■ Provided entries:
--------------------
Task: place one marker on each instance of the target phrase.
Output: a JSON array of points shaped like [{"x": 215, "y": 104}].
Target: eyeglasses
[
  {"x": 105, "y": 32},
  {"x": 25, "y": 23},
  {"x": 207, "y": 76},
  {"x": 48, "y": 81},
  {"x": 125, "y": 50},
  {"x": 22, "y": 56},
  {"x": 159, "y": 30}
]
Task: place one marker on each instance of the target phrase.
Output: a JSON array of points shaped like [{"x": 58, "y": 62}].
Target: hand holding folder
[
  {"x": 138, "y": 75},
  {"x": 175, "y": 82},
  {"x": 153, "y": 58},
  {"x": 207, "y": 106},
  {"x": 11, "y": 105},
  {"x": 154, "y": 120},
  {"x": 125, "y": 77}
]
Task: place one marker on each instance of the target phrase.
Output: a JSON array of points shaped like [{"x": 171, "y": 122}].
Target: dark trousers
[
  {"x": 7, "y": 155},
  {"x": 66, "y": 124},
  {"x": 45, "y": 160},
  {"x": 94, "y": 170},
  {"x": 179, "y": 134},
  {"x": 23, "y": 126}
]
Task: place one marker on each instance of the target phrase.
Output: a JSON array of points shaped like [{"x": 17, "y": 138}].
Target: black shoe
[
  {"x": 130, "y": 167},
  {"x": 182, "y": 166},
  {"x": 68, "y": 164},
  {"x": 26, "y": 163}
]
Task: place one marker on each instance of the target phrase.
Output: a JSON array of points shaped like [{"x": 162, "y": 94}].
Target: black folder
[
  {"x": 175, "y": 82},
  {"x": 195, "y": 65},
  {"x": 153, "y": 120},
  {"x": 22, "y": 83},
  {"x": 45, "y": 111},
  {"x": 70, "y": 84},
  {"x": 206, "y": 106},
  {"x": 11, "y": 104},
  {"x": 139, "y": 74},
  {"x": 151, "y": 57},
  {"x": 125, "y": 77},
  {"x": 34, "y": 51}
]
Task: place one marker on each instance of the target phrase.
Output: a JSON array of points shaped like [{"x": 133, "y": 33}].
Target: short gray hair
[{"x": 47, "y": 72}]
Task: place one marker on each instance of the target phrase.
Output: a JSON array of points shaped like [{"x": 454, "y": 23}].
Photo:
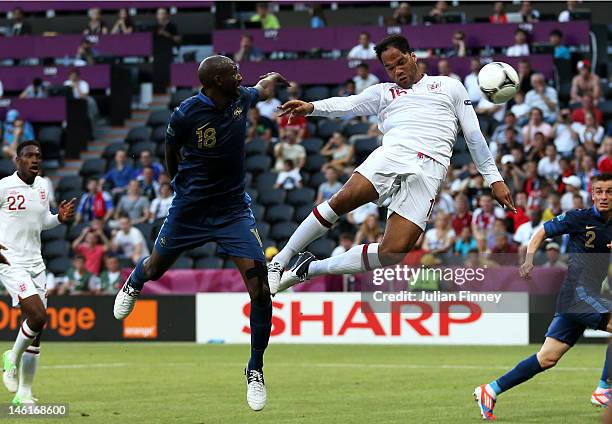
--------------------
■ Required action: Output the data above exactly. Drop every picture.

■ Response to the task:
Task: place one marker on each instance of the target phrase.
Output: a JSON array of points shaped like [{"x": 215, "y": 104}].
Target: eyeglasses
[
  {"x": 105, "y": 32},
  {"x": 25, "y": 23},
  {"x": 207, "y": 76},
  {"x": 48, "y": 81},
  {"x": 125, "y": 50},
  {"x": 22, "y": 56},
  {"x": 159, "y": 30}
]
Task: place one marker on each instance of the target phrase.
Output: a JSON array of points shaped like [{"x": 58, "y": 62}].
Target: hand holding folder
[
  {"x": 138, "y": 75},
  {"x": 175, "y": 82},
  {"x": 153, "y": 58},
  {"x": 207, "y": 106},
  {"x": 11, "y": 105},
  {"x": 154, "y": 120},
  {"x": 125, "y": 77}
]
Task: place one marker on each instance of the target phrase.
Output: a JSON array of points shaped like [{"x": 171, "y": 122}].
Target: dark trousers
[
  {"x": 7, "y": 155},
  {"x": 66, "y": 124},
  {"x": 45, "y": 160},
  {"x": 94, "y": 170},
  {"x": 179, "y": 134},
  {"x": 23, "y": 126}
]
Task: place one marker on each instance of the target phrase.
Output: a JSON array of points shaped like [{"x": 17, "y": 138}].
Target: black shoe
[
  {"x": 130, "y": 167},
  {"x": 182, "y": 166},
  {"x": 68, "y": 164},
  {"x": 26, "y": 163}
]
Task: place one marker on each instance of the target phrase.
Output: a JSON array of points shaped like [{"x": 162, "y": 94}].
Target: black folder
[
  {"x": 175, "y": 82},
  {"x": 195, "y": 65},
  {"x": 153, "y": 120},
  {"x": 22, "y": 83},
  {"x": 45, "y": 111},
  {"x": 70, "y": 84},
  {"x": 206, "y": 106},
  {"x": 11, "y": 104},
  {"x": 139, "y": 74},
  {"x": 151, "y": 57},
  {"x": 125, "y": 77},
  {"x": 34, "y": 51}
]
Task: place one marker on each instance of the target phrase.
Output: a JSON array of points shaped like [{"x": 133, "y": 33}].
Target: short gray hair
[{"x": 47, "y": 72}]
Task: place one marker on each instance of the target phrase.
Output: a JSON array of points shaped like [{"x": 454, "y": 23}].
Photo:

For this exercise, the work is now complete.